READING PASSAGE =>
»»

Distributed and extensible data storage for SIMBA. The purpose is to provide the current state and history of the system.
Each store has a schema which defines keys and values of the stored data. For the schema we will use Frictionless Data
Stores can be added to other stores allowing the creation of hierarchies, e.g., time dependent geospatial data. Which can be implemented as a parent store which comprises only the key time and added geospatial data store which contains keys longitude and latitude as well as data associated with those keys.
Each store provides the following methods
- add
(SIMBA_store)
Add a store - default
([{keys}, ...])
Set the values for the provided keys to default. - set
([{keys, values}, ...])
Set the values for the given keys. Note: multiple key value pairs might be updated at the same time - get
([{keys}, ...], {values})
Retrieve the requested values for the requested key(s). - copy
([{old_keys, new_keys}, ...])

««

REQUIRED TASK =>
Name every method that the SIMBA data storage description says each store provides.

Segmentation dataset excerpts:
»»

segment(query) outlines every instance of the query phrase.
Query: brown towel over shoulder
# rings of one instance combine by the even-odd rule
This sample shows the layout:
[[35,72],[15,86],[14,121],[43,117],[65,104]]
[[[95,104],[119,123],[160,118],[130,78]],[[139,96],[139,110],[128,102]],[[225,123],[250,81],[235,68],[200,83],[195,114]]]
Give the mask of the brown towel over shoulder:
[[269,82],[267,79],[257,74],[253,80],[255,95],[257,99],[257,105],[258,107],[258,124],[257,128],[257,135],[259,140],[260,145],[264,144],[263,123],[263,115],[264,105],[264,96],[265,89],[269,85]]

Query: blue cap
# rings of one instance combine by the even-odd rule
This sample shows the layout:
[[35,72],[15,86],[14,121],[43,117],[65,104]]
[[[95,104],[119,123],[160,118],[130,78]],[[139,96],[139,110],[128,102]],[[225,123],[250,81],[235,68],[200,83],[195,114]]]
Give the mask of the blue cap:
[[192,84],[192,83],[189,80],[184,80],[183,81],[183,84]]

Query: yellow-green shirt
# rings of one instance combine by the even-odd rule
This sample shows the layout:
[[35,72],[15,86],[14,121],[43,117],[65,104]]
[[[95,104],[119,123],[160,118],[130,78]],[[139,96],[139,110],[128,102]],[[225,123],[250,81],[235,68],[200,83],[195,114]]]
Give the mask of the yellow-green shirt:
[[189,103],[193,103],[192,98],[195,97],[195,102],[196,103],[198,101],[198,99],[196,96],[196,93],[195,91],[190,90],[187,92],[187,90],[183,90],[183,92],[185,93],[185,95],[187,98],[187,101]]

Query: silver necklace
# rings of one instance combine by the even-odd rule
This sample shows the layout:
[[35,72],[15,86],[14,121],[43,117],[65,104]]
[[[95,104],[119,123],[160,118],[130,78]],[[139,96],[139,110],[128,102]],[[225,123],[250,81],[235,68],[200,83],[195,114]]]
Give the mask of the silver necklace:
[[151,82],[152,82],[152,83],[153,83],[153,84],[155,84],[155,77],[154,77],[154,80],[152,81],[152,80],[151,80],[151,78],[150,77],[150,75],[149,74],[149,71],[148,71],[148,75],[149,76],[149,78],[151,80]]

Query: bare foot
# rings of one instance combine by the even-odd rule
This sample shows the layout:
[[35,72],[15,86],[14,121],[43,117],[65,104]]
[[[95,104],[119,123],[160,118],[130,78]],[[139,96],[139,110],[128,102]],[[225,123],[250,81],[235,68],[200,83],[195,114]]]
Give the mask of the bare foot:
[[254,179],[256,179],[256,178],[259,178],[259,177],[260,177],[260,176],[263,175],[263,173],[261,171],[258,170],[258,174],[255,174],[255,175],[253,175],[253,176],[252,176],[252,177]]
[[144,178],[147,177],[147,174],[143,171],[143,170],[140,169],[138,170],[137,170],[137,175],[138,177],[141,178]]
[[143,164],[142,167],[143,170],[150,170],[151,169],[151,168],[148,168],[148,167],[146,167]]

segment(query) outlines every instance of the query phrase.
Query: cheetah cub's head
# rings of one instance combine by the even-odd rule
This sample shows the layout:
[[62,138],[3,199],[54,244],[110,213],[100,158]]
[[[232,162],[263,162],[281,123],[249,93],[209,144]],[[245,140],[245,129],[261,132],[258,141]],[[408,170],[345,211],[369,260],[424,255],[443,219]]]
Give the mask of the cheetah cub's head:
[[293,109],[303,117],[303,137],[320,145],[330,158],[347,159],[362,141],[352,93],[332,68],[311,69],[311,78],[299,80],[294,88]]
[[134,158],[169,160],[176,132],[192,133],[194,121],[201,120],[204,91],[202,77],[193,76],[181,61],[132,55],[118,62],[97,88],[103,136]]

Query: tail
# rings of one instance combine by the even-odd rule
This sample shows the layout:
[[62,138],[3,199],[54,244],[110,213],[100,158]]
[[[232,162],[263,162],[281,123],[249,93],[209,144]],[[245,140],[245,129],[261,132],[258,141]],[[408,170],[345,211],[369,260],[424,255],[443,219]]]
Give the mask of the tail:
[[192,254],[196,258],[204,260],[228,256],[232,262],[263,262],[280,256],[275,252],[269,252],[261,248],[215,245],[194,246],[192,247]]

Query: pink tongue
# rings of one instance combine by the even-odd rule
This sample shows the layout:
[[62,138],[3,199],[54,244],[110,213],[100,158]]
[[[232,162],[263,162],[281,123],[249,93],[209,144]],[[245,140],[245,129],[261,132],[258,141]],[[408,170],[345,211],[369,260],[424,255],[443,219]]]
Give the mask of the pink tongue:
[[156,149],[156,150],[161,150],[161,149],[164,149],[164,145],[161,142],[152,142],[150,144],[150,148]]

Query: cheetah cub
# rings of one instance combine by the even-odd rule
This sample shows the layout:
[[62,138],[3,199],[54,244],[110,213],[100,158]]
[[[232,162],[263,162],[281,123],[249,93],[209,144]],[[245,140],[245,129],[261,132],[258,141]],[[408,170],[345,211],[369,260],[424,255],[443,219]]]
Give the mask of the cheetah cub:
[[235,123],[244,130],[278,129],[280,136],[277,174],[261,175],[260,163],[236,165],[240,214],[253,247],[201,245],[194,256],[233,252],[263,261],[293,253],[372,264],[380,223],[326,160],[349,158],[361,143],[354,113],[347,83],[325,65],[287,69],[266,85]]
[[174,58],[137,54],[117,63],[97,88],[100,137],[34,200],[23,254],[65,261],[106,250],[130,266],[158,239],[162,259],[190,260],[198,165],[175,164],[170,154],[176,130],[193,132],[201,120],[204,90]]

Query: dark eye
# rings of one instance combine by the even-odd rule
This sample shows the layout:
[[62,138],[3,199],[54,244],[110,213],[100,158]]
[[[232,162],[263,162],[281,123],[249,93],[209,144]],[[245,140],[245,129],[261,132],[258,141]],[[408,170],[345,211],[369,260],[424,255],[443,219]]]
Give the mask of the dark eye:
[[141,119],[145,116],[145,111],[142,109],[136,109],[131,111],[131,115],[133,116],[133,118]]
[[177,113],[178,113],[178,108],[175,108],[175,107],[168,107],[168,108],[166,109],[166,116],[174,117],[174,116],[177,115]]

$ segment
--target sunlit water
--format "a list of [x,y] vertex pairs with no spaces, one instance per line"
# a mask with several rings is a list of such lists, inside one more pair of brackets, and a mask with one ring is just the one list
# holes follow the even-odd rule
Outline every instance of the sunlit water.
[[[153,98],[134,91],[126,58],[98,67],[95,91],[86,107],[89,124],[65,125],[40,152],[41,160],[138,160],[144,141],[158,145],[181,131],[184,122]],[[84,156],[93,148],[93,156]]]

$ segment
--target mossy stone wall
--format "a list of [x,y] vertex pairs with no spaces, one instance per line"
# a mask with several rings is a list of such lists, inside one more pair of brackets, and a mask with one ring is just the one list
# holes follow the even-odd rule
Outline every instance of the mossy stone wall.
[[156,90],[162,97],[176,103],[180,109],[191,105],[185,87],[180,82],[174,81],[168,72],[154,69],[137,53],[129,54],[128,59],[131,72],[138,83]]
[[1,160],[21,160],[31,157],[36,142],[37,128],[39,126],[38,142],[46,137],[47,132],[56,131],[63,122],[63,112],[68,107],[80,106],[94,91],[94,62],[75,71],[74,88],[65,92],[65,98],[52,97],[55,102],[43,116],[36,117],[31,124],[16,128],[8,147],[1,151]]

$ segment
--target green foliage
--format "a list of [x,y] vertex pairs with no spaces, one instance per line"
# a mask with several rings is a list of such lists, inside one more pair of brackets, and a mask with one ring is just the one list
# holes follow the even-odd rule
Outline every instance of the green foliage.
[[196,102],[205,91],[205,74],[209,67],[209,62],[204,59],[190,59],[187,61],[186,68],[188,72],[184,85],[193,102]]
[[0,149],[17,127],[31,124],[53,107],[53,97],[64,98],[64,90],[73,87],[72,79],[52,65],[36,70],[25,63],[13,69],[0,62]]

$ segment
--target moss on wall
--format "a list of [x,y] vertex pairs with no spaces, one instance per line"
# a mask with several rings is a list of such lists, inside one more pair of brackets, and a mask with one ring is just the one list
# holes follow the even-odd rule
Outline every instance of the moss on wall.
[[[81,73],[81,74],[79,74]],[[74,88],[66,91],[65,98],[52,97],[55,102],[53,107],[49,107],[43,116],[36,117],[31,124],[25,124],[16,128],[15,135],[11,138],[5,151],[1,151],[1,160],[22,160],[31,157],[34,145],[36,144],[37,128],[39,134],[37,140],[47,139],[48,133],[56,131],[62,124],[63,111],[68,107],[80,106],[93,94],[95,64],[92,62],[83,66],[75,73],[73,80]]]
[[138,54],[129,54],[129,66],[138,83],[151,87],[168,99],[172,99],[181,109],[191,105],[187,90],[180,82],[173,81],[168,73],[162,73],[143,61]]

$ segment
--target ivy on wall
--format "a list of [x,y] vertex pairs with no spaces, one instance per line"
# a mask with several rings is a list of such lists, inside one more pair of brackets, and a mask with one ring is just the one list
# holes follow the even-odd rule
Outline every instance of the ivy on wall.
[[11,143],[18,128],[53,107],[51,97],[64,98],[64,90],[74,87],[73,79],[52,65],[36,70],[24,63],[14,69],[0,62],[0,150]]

««

REPLY TO THE TASK =>
add, default, set, get, copy